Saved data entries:
━━━━━━━━━━━━━━━━━━━━━━━━━━━━━━
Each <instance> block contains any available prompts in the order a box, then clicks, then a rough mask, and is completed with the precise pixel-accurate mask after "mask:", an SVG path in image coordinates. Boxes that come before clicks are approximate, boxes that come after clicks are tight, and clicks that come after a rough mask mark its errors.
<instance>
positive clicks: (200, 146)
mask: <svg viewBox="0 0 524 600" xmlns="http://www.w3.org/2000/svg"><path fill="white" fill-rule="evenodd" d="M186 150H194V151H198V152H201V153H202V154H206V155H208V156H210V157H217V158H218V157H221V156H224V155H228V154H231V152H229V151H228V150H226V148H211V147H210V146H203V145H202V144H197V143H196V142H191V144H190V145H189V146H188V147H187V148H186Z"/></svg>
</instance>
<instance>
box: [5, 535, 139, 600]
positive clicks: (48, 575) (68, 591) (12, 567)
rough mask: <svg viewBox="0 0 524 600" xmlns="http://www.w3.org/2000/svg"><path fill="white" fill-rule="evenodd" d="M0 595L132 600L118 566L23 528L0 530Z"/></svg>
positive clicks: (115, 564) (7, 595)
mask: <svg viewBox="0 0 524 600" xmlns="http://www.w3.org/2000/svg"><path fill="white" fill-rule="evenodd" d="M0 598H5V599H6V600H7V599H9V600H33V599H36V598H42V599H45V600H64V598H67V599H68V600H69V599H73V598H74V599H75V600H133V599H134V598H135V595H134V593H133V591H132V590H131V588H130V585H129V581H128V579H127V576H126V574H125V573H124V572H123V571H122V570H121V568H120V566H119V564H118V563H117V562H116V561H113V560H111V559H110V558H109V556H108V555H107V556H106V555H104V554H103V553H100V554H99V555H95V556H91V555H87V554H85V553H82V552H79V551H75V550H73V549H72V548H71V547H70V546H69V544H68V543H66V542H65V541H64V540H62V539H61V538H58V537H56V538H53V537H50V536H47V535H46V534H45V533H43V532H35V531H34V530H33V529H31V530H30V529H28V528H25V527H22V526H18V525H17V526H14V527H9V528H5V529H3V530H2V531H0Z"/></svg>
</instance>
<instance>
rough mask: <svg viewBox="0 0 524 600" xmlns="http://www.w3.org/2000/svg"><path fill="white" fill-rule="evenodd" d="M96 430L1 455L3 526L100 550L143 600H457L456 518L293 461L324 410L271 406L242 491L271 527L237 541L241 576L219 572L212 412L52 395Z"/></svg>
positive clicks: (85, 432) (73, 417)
━━━━━━━━━━━━━━━━━━━━━━━━━━━━━━
__TASK DESCRIPTION__:
Reproduce every line of the records above verbatim, changing nothing.

__RESPONSE BELOW__:
Each <instance> block contains any available prompts in the order a box, then clicks, then a rough mask, and is completed with the precise pixel-accurate mask after "mask:", an SVG path in image coordinates. Boxes that come before clicks are approximate, boxes that come after clicks are tight, and clicks that come after a rough mask mark its errors.
<instance>
positive clicks: (200, 146)
mask: <svg viewBox="0 0 524 600" xmlns="http://www.w3.org/2000/svg"><path fill="white" fill-rule="evenodd" d="M186 150H194V151H198V152H201V153H202V154H206V155H208V156H210V157H217V158H218V157H221V156H224V155H228V154H231V152H229V151H228V150H226V148H211V147H210V146H203V145H202V144H197V143H196V142H191V144H190V145H189V146H188V147H187V148H186Z"/></svg>
</instance>
<instance>
box: [5, 535, 139, 600]
positive clicks: (48, 575) (68, 591) (12, 567)
rough mask: <svg viewBox="0 0 524 600" xmlns="http://www.w3.org/2000/svg"><path fill="white" fill-rule="evenodd" d="M0 595L132 600L118 566L23 528L0 530Z"/></svg>
positive clicks: (115, 564) (7, 595)
mask: <svg viewBox="0 0 524 600" xmlns="http://www.w3.org/2000/svg"><path fill="white" fill-rule="evenodd" d="M0 598H5V599H6V600H7V599H9V600H33V599H36V598H42V599H45V600H64V598H67V599H68V600H69V599H73V598H74V599H75V600H133V599H134V598H135V595H134V593H133V591H132V590H131V588H130V585H129V581H128V579H127V576H126V574H125V573H124V572H123V571H122V570H121V568H120V566H119V564H118V563H117V562H116V561H113V560H111V559H110V558H109V556H108V555H107V556H106V555H104V554H103V553H100V554H99V555H95V556H91V555H87V554H85V553H82V552H79V551H75V550H73V549H72V548H71V547H70V546H69V544H68V543H66V542H65V541H64V540H62V539H61V538H58V537H56V538H53V537H50V536H47V535H46V534H45V533H43V532H35V531H34V530H33V529H31V530H30V529H28V528H25V527H22V526H18V525H17V526H14V527H9V528H5V529H3V530H2V531H0Z"/></svg>
</instance>
<instance>
rough mask: <svg viewBox="0 0 524 600" xmlns="http://www.w3.org/2000/svg"><path fill="white" fill-rule="evenodd" d="M96 430L1 455L3 526L100 550L143 600H457L456 518L293 461L324 410L271 406L242 491L271 527L237 541L241 576L219 572L212 412L52 395Z"/></svg>
positive clicks: (85, 432) (73, 417)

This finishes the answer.